◆ **TEXT BLOCK**:
How long does it take to get the CDA credential?
The honest answer is 6 to 18 months for most people, with 6 to 12 months being the most common range for candidates who start with zero prior training hours.[1]
The timeline breaks down like this. Accumulating 120 training hours while working full-time typically takes 3 to 6 months if you take two community college courses per semester, or 1 to 3 months if you do intensive online training. Documenting 480 work experience hours is not something you do in a sprint. If you're already employed in a child care setting full-time (roughly 40 hours per week), you'll hit 480 hours in about 12 weeks of work. The portfolio assembly, especially the Reflective Competency Statements, takes most candidates 4 to 8 weeks of dedicated writing time.
Once you submit your complete application to the Council, the scheduling of your professional observation (conducted by a Council-approved PD Specialist) typically takes 2 to 6 weeks depending on specialist availability in your area. After the observation, the Council issues a decision within 6 to 8 weeks.
The bottleneck for most candidates is the portfolio writing. The Reflective Competency Statements ask you to connect specific examples from your practice to the competency standards, and that kind of reflective professional writing is unfamiliar territory for many early childhood workers. Budget real time for it.
What are the different CDA credential types?
The Council issues four distinct credential types, and your work setting determines which one you apply for.[1]
| Credential Type | Age Group | Setting |
|---|---|---|
| Infant/Toddler | Birth to 36 months | Center or home |
| Preschool | 3 to 5 years | Center |
| Family Child Care | Birth to 5 years | Home-based |
| Home Visitor | Birth to 5 years | Home visiting programs |
You apply for the type that matches your current primary work setting. Work in a preschool classroom? You apply for the Preschool CDA. Run a licensed family child care home? You apply for the Family Child Care CDA.

◆ **LISTED ENTRIES**:
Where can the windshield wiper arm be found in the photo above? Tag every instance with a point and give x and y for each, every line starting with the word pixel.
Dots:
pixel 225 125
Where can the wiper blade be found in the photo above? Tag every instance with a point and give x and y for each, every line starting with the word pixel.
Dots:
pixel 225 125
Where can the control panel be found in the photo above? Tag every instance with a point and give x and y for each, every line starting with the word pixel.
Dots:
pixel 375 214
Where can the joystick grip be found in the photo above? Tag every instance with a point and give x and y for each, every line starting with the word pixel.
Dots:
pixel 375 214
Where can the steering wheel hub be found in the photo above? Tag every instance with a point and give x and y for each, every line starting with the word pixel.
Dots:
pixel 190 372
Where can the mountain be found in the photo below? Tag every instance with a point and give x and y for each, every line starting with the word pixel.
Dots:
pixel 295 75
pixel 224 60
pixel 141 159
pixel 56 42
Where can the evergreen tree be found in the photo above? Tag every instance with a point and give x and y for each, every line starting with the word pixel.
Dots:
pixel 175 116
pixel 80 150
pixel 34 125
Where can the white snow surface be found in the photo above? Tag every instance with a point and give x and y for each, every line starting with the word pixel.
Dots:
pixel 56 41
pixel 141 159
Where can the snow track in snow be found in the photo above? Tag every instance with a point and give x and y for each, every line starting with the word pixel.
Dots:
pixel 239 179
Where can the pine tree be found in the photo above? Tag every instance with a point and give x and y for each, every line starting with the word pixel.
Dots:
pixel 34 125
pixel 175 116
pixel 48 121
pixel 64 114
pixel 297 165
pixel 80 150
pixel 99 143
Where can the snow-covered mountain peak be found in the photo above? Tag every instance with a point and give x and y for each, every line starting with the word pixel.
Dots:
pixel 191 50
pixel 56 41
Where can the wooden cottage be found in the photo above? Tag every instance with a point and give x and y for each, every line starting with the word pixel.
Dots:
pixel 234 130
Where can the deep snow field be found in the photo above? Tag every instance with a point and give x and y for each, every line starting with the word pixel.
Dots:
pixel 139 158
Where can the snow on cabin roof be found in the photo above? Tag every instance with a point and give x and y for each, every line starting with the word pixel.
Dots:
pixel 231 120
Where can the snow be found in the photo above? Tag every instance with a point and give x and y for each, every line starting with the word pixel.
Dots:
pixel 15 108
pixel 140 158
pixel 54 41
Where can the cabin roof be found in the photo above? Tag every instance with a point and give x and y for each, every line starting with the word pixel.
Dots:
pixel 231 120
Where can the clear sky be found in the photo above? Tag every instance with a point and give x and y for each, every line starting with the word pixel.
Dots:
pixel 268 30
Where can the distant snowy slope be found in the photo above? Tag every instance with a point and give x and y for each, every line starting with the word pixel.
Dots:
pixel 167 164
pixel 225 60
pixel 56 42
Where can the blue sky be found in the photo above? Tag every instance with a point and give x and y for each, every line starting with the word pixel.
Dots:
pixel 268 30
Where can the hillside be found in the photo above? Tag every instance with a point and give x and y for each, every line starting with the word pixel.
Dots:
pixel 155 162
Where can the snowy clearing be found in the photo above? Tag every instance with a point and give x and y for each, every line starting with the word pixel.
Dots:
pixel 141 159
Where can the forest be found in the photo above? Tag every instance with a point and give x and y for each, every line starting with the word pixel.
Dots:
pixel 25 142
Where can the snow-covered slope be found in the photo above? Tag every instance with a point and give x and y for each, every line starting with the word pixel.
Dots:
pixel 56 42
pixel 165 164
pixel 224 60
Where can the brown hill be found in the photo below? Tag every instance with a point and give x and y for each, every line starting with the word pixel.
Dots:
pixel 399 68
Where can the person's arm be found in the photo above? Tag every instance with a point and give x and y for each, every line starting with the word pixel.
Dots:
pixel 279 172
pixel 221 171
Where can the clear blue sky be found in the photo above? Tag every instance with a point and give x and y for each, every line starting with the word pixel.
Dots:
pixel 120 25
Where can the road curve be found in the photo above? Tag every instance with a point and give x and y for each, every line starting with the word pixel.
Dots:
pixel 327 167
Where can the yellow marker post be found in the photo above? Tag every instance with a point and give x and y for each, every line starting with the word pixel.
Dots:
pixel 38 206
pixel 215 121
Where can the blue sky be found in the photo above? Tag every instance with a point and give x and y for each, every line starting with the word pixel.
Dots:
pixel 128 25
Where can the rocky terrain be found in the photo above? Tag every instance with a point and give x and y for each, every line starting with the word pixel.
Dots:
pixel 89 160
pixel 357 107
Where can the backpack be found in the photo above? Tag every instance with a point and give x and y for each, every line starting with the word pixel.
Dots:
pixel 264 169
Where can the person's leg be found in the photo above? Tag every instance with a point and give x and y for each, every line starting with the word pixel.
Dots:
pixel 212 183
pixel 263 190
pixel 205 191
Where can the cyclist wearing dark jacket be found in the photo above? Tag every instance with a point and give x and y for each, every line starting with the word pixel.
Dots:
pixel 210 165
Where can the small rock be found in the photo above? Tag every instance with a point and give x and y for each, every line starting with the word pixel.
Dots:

◆ **WHAT YOU SHOULD DO**: According to the CDA credential text, how soon after the professional observation does the Council issue a decision?

◆ **FINAL ANSWER**: Within 6 to 8 weeks.